▶ _EXERCISE TASK_: Convert these lines into a two-column CSV with the header request,answer, writing one row per request: the request text in one quoted field and its answer in the other, with every line break replaced by a space.

▶ _DATA EXTRACT_:
::::::::::
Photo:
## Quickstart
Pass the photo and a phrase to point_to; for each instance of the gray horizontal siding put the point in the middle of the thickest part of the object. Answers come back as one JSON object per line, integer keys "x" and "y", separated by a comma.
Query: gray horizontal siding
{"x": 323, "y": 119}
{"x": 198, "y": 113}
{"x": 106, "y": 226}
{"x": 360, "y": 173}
::::::::::
▶ _TASK ANSWER_:
request,answer
"Photo: ## Quickstart Pass the photo and a phrase to point_to; for each instance of the gray horizontal siding put the point in the middle of the thickest part of the object. Answers come back as one JSON object per line, integer keys ""x"" and ""y"", separated by a comma. Query: gray horizontal siding","{""x"": 323, ""y"": 119} {""x"": 198, ""y"": 113} {""x"": 106, ""y"": 226} {""x"": 360, ""y"": 173}"